___ TASK INPUTS

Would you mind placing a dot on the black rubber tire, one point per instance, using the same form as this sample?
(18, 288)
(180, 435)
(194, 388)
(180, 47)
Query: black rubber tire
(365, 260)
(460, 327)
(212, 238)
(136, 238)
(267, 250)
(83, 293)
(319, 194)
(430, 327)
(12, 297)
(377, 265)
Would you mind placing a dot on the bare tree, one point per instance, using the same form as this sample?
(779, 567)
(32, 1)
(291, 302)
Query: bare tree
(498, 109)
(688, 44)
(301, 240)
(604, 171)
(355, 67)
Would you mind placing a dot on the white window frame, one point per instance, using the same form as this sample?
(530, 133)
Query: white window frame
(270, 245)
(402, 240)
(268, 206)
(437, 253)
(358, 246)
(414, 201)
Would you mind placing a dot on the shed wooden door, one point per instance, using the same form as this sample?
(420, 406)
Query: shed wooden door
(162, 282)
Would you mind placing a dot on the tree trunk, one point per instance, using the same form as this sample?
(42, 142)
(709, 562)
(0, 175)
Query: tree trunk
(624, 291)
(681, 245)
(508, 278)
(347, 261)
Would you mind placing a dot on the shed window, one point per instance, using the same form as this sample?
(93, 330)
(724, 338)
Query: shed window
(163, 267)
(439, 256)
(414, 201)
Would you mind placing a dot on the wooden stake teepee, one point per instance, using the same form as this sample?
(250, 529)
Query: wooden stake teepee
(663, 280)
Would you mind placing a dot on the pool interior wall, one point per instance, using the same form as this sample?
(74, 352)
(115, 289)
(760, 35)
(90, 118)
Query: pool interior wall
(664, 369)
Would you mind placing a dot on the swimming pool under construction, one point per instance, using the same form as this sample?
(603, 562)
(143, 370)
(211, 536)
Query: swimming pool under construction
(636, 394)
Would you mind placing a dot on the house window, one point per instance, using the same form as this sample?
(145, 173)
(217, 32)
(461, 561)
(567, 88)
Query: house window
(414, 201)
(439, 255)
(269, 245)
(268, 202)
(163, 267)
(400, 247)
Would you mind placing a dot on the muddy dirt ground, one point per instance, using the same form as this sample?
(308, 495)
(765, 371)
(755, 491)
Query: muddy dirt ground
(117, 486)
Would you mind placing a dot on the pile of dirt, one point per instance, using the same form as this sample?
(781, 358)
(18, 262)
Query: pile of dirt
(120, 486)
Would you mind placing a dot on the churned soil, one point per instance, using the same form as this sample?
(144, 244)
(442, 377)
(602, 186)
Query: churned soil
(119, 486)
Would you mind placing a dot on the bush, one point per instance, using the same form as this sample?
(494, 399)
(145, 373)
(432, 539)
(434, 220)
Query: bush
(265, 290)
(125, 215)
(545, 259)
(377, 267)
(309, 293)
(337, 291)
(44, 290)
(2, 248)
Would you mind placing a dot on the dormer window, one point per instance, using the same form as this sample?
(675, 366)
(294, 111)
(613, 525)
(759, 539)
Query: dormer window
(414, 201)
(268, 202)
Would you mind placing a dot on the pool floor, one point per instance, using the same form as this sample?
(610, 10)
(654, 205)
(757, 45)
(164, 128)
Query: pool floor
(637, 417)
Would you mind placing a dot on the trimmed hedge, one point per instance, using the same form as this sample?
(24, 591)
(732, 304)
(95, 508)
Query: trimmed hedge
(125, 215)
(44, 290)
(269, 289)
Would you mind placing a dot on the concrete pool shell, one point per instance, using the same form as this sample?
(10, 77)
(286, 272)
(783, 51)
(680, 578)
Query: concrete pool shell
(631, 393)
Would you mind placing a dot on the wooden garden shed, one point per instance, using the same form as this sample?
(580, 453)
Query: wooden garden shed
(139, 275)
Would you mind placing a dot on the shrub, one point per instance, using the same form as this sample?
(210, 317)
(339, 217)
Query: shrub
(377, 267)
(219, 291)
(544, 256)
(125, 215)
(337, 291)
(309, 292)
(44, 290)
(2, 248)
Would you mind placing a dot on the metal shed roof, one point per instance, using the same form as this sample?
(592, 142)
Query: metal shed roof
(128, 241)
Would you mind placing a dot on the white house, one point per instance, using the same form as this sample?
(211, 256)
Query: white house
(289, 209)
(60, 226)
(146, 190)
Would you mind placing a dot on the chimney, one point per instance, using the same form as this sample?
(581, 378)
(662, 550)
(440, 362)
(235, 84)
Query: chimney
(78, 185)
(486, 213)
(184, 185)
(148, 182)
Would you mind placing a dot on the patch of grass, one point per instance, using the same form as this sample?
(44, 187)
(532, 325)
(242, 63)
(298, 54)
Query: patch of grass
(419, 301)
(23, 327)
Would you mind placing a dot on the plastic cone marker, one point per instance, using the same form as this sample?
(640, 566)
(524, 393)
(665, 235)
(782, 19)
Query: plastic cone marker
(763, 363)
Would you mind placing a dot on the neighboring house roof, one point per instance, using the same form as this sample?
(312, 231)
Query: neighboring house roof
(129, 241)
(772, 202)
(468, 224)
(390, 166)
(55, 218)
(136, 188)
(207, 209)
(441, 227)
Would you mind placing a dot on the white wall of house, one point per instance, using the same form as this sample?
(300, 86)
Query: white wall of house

______

= EXERCISE REQUIREMENTS =
Please rewrite the records above with every "dot" swapped for "mark", changing nothing else.

= EXERCISE ANSWER =
Would you mind placing a mark on the black rubber tire, one point per instance, using the same form as this sample?
(18, 288)
(180, 435)
(194, 388)
(180, 47)
Query: black rubber tire
(365, 260)
(460, 327)
(212, 238)
(136, 238)
(267, 250)
(83, 293)
(319, 194)
(430, 327)
(12, 297)
(377, 265)
Would you mind placing a mark on the bare tree, one point per instance, using the same form as this sample?
(779, 567)
(32, 1)
(291, 302)
Query: bare tree
(498, 109)
(688, 44)
(301, 240)
(604, 171)
(355, 67)
Would you mind placing a mark on the white window frame, one point per instance, using the same form as this sample?
(530, 133)
Query: white window frame
(270, 245)
(402, 240)
(268, 206)
(437, 253)
(358, 246)
(414, 201)
Would you mind placing a mark on the shed wooden door, one point per instance, using the same form as this sample?
(420, 406)
Query: shed wooden door
(162, 282)
Would you mind placing a mark on the tree trunk, one point per instance, using the same form as this sample?
(42, 142)
(709, 562)
(0, 175)
Query: tree trunk
(624, 291)
(681, 245)
(508, 278)
(347, 261)
Would you mind placing a mark on the shed window, one point per instance, using the same form as this sample?
(93, 330)
(724, 338)
Query: shed window
(163, 267)
(439, 256)
(414, 201)
Would you mind placing a mark on the wooden stake teepee, one point per instance, using the same form as this sample?
(250, 529)
Query: wooden stake teepee
(663, 280)
Would you mind placing a mark on the pool interior wall, one point per instance, using the same form as this sample?
(74, 352)
(115, 289)
(760, 35)
(90, 118)
Query: pool interior wall
(664, 369)
Would you mind placing a mark on the swimming pool under construction, one point per instance, using the same form as this sample?
(603, 562)
(143, 370)
(211, 536)
Query: swimming pool under construction
(636, 394)
Would you mind placing a mark on the house window, one point per instance, using the same form as this sample?
(145, 173)
(217, 32)
(461, 561)
(567, 88)
Query: house window
(414, 201)
(439, 255)
(269, 245)
(268, 202)
(163, 267)
(400, 247)
Would you mind placing a mark on the muddy dirt ground, one point per instance, using the same form as this sample?
(308, 495)
(765, 371)
(755, 491)
Query: muddy dirt ground
(117, 486)
Would you mind placing a mark on the pile of dirt, one point per instance, using the same form as this sample?
(781, 358)
(18, 262)
Query: pile of dirt
(120, 486)
Would you mind placing a mark on the churned soil, one point per instance, using the same form as this sample?
(144, 244)
(442, 377)
(602, 186)
Query: churned soil
(119, 486)
Would you mind placing a mark on the bush, one point per instance, using the same form as this sample?
(494, 399)
(145, 373)
(432, 539)
(434, 220)
Query: bush
(265, 290)
(125, 215)
(545, 259)
(377, 267)
(309, 293)
(337, 291)
(44, 290)
(2, 248)
Would you mind placing a mark on the dormer window, one point per instance, using the same form as this sample?
(675, 366)
(294, 111)
(613, 525)
(759, 539)
Query: dormer window
(414, 201)
(268, 202)
Would you mind placing a mark on the pool floor, one point per instance, using the same form as this sample?
(610, 10)
(654, 205)
(757, 45)
(164, 128)
Query: pool floor
(637, 417)
Would you mind placing a mark on the trimmed hedge, one point per instance, using the same form as this sample?
(24, 591)
(732, 304)
(95, 508)
Query: trimmed hedge
(125, 215)
(44, 290)
(269, 289)
Would you mind placing a mark on the concrete pool shell, one point per instance, using the same form as this sample?
(10, 77)
(286, 272)
(783, 51)
(680, 578)
Query: concrete pool shell
(631, 393)
Would you mind placing a mark on the wooden garden shed, one point per instance, using the same form as this sample?
(580, 453)
Query: wooden garden shed
(139, 275)
Would you mind placing a mark on the shrub, one point per instance, using the same form as this sample?
(210, 317)
(339, 217)
Query: shrub
(377, 267)
(219, 291)
(544, 256)
(125, 215)
(337, 291)
(309, 292)
(44, 290)
(2, 248)
Would you mind placing a mark on the metal shed roof, one point per instance, using the same form as this sample?
(592, 142)
Query: metal shed roof
(128, 241)
Would you mind placing a mark on the white house, one point per instance, using the same form as this sample?
(211, 256)
Query: white house
(289, 209)
(60, 226)
(146, 190)
Would you mind placing a mark on the chimney, one point per instance, using the same form as this sample?
(581, 378)
(662, 550)
(440, 362)
(235, 84)
Query: chimney
(78, 185)
(486, 213)
(184, 185)
(148, 182)
Would you mind placing a mark on the patch of grass, one point per instance, using the same form as this sample?
(44, 187)
(532, 325)
(242, 63)
(298, 54)
Query: patch of grass
(419, 301)
(23, 327)
Would you mind placing a mark on the plastic cone marker, one point per instance, using the same form as this sample?
(640, 566)
(524, 393)
(665, 235)
(782, 19)
Query: plastic cone marker
(763, 363)
Would you mind placing a mark on the neighboring house roof, one point per instance, using the same form as this sample?
(312, 231)
Query: neighboring house roof
(129, 241)
(772, 202)
(468, 224)
(390, 166)
(55, 218)
(136, 188)
(207, 209)
(441, 227)
Would you mind placing a mark on the white wall of house, one point per instance, using the same form as this sample?
(300, 86)
Query: white wall of house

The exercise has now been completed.